[Entries from a point annotation set]
┄┄┄┄┄┄┄┄┄┄┄┄┄┄┄┄┄┄┄┄

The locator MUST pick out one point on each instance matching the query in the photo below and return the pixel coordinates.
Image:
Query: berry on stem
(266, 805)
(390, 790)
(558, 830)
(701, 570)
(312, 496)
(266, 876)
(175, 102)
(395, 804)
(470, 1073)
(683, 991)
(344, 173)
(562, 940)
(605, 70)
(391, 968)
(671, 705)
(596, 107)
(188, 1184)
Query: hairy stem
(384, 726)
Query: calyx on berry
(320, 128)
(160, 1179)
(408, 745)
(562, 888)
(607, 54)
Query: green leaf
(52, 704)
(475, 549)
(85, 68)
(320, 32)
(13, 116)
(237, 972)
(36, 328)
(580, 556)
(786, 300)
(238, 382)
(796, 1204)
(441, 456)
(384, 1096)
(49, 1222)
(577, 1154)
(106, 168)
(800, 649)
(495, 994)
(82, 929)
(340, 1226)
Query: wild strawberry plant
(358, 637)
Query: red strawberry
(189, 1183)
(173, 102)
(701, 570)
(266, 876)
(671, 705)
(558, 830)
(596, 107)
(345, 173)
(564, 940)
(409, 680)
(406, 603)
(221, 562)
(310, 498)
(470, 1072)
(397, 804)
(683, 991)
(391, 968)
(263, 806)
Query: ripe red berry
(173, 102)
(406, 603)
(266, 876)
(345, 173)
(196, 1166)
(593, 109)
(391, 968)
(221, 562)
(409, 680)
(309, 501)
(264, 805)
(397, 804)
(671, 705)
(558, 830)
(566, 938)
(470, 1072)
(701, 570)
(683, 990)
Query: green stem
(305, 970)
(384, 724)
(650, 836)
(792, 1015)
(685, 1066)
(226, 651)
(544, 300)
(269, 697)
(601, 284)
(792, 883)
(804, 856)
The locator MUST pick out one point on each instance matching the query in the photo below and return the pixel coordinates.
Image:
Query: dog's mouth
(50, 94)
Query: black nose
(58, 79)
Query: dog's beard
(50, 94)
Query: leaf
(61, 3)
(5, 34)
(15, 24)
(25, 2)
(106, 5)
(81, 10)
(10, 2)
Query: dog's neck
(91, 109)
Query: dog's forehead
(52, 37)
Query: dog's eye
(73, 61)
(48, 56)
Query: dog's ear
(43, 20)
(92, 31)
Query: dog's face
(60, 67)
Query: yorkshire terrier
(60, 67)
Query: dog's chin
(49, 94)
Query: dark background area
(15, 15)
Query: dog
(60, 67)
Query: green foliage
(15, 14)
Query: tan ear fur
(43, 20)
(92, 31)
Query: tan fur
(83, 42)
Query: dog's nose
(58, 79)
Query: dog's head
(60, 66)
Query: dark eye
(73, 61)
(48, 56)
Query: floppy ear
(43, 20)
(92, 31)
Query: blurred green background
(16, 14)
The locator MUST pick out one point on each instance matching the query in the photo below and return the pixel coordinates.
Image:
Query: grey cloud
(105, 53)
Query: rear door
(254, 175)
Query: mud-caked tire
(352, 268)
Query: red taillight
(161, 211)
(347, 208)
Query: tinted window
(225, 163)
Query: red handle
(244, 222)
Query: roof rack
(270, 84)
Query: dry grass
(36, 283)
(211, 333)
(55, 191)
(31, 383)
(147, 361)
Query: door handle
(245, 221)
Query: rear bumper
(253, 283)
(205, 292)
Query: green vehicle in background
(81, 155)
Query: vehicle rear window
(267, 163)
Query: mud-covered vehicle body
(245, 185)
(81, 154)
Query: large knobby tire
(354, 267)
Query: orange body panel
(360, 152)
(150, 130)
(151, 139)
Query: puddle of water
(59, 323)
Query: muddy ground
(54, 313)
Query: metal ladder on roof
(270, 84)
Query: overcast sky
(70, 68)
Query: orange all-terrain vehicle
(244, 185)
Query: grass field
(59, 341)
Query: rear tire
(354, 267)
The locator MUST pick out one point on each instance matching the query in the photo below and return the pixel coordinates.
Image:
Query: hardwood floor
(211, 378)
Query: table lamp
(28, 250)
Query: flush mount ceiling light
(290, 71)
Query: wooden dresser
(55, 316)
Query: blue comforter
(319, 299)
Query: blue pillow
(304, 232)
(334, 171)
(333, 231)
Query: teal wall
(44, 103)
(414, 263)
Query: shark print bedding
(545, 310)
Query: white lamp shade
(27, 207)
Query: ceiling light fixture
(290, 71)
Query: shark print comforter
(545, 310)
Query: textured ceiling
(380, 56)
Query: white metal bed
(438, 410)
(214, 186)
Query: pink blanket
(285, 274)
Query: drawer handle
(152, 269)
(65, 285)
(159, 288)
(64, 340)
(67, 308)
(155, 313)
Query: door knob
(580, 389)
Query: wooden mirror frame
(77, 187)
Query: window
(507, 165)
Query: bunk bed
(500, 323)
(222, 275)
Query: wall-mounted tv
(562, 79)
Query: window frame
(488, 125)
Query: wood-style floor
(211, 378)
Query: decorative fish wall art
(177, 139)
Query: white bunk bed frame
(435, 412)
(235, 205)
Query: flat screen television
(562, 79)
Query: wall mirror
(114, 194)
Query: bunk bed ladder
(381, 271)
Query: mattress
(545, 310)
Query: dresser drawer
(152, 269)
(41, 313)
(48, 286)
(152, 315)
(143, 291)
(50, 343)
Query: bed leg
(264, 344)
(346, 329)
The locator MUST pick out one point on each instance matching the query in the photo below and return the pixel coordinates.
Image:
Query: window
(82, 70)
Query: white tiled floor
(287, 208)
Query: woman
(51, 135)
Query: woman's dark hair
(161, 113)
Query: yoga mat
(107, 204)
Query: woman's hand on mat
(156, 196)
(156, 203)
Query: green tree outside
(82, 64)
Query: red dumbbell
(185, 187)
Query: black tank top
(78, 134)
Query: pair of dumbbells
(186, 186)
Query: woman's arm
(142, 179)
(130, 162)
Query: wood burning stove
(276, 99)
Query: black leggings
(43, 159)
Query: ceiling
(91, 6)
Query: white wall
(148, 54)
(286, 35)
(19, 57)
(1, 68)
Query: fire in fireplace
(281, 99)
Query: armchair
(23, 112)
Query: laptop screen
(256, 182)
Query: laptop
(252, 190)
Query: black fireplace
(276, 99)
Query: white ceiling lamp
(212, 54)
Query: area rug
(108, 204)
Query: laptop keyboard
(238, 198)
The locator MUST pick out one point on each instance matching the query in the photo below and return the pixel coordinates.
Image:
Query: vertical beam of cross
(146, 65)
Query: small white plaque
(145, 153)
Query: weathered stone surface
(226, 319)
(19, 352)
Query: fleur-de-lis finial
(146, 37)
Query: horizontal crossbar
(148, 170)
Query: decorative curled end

┄┄┄┄┄┄┄┄┄┄┄┄┄┄┄┄┄┄┄┄

* WHAT TO WORK ON *
Using the data above, output each line exactly.

* RESPONSE TO THE EXERCISE *
The locator MUST pick out one point on each instance matching the query in the photo below and return the pixel coordinates.
Image:
Query: berry on stem
(266, 805)
(390, 790)
(558, 830)
(701, 570)
(312, 496)
(266, 876)
(175, 102)
(395, 804)
(470, 1073)
(683, 991)
(344, 173)
(562, 940)
(605, 70)
(391, 968)
(671, 705)
(596, 107)
(188, 1184)
Query: hairy stem
(384, 726)
Query: calyx on berry
(320, 128)
(160, 1179)
(408, 745)
(562, 888)
(607, 54)
Query: green leaf
(52, 704)
(475, 549)
(85, 68)
(320, 32)
(13, 116)
(237, 972)
(36, 328)
(580, 556)
(786, 300)
(238, 382)
(796, 1204)
(441, 456)
(384, 1096)
(49, 1222)
(577, 1154)
(106, 168)
(800, 649)
(495, 994)
(82, 929)
(340, 1226)
Query: wild strawberry plant
(358, 637)
Query: red strawberry
(189, 1183)
(173, 102)
(701, 570)
(266, 876)
(671, 705)
(558, 830)
(596, 107)
(345, 173)
(564, 940)
(409, 680)
(406, 603)
(221, 562)
(310, 498)
(470, 1072)
(397, 804)
(683, 991)
(391, 968)
(263, 806)
Query: ripe red berry
(173, 102)
(406, 603)
(266, 876)
(345, 173)
(196, 1166)
(593, 109)
(391, 968)
(221, 562)
(409, 680)
(309, 501)
(264, 805)
(397, 804)
(671, 705)
(558, 830)
(566, 938)
(470, 1072)
(701, 570)
(683, 990)
Query: green stem
(305, 970)
(384, 724)
(650, 836)
(792, 1015)
(685, 1066)
(226, 651)
(544, 300)
(269, 697)
(601, 284)
(792, 883)
(804, 856)
The locator MUST pick out one point on each instance matching the query in the photo below and return the pixel coordinates.
Image:
Query: dog's mouth
(50, 94)
Query: black nose
(58, 79)
Query: dog's beard
(50, 94)
Query: leaf
(61, 3)
(5, 34)
(15, 24)
(25, 2)
(106, 5)
(81, 10)
(10, 2)
Query: dog's neck
(91, 109)
Query: dog's forehead
(52, 37)
Query: dog's eye
(73, 61)
(48, 56)
Query: dog's ear
(43, 20)
(92, 31)
Query: dog's face
(60, 67)
Query: yorkshire terrier
(60, 67)
Query: dog's chin
(49, 94)
Query: dark background area
(15, 15)
Query: dog
(60, 67)
Query: green foliage
(15, 14)
Query: tan ear fur
(43, 20)
(92, 31)
Query: tan fur
(83, 42)
Query: dog's nose
(58, 79)
Query: dog's head
(60, 66)
Query: dark eye
(73, 61)
(48, 56)
Query: floppy ear
(43, 20)
(92, 31)
Query: blurred green background
(16, 14)
The locator MUST pick out one point on each instance matching the query in the photo below and return the pixel coordinates.
Image:
Query: grey cloud
(105, 53)
Query: rear door
(254, 175)
Query: mud-caked tire
(352, 268)
Query: red taillight
(161, 211)
(347, 208)
Query: tinted window
(225, 163)
Query: red handle
(244, 222)
Query: roof rack
(270, 84)
Query: dry grass
(36, 283)
(211, 333)
(55, 191)
(31, 383)
(147, 361)
Query: door handle
(245, 221)
Query: rear bumper
(253, 283)
(205, 292)
Query: green vehicle in background
(81, 155)
Query: vehicle rear window
(267, 163)
Query: mud-covered vehicle body
(245, 185)
(81, 154)
Query: large knobby tire
(354, 267)
Query: orange body panel
(360, 152)
(150, 130)
(151, 139)
Query: puddle of water
(59, 323)
Query: muddy ground
(54, 313)
Query: metal ladder on roof
(270, 84)
Query: overcast sky
(70, 68)
Query: orange all-terrain vehicle
(244, 185)
Query: grass field
(59, 341)
Query: rear tire
(354, 267)
The locator MUST pick out one point on each instance matching the query in the photo below and return the pixel coordinates.
Image:
Query: hardwood floor
(211, 378)
Query: table lamp
(28, 250)
Query: flush mount ceiling light
(290, 71)
Query: wooden dresser
(55, 316)
Query: blue comforter
(319, 299)
Query: blue pillow
(304, 232)
(334, 171)
(333, 231)
Query: teal wall
(44, 103)
(414, 263)
Query: shark print bedding
(545, 310)
Query: white lamp shade
(27, 207)
Query: ceiling light fixture
(290, 71)
Query: shark print comforter
(545, 310)
Query: textured ceiling
(380, 56)
Query: white metal bed
(438, 410)
(214, 186)
Query: pink blanket
(285, 274)
Query: drawer handle
(152, 269)
(65, 285)
(159, 288)
(64, 340)
(67, 308)
(155, 313)
Query: door knob
(580, 389)
Query: wooden mirror frame
(77, 187)
Query: window
(507, 165)
Query: bunk bed
(500, 323)
(222, 275)
Query: wall-mounted tv
(562, 79)
Query: window frame
(488, 125)
Query: wood-style floor
(211, 378)
Query: decorative fish wall art
(177, 139)
Query: white bunk bed frame
(435, 412)
(235, 205)
Query: flat screen television
(562, 79)
Query: wall mirror
(114, 194)
Query: bunk bed ladder
(381, 271)
Query: mattress
(545, 310)
Query: dresser drawer
(152, 269)
(41, 313)
(48, 286)
(152, 315)
(143, 291)
(50, 343)
Query: bed leg
(264, 344)
(346, 329)
The locator MUST pick out one point on each instance matching the query in the photo below and return the pixel coordinates.
Image:
Query: window
(82, 70)
Query: white tiled floor
(287, 208)
Query: woman
(51, 135)
Query: woman's dark hair
(161, 113)
Query: yoga mat
(107, 204)
Query: woman's hand on mat
(156, 196)
(156, 203)
Query: green tree outside
(82, 64)
Query: red dumbbell
(185, 187)
Query: black tank top
(78, 134)
Query: pair of dumbbells
(186, 186)
Query: woman's arm
(142, 179)
(130, 162)
Query: wood burning stove
(276, 99)
Query: black leggings
(43, 159)
Query: ceiling
(91, 6)
Query: white wall
(148, 54)
(286, 35)
(19, 57)
(1, 68)
Query: fire in fireplace
(281, 99)
Query: armchair
(23, 112)
Query: laptop screen
(256, 182)
Query: laptop
(252, 190)
Query: black fireplace
(276, 99)
Query: white ceiling lamp
(212, 54)
Query: area rug
(108, 204)
Query: laptop keyboard
(238, 198)
The locator MUST pick out one point on each instance matching the query in the photo below and return the pixel coordinates.
Image:
Query: vertical beam of cross
(146, 65)
Query: small white plaque
(145, 153)
Query: weathered stone surface
(226, 319)
(19, 352)
Query: fleur-de-lis finial
(146, 37)
Query: horizontal crossbar
(148, 170)
Query: decorative curled end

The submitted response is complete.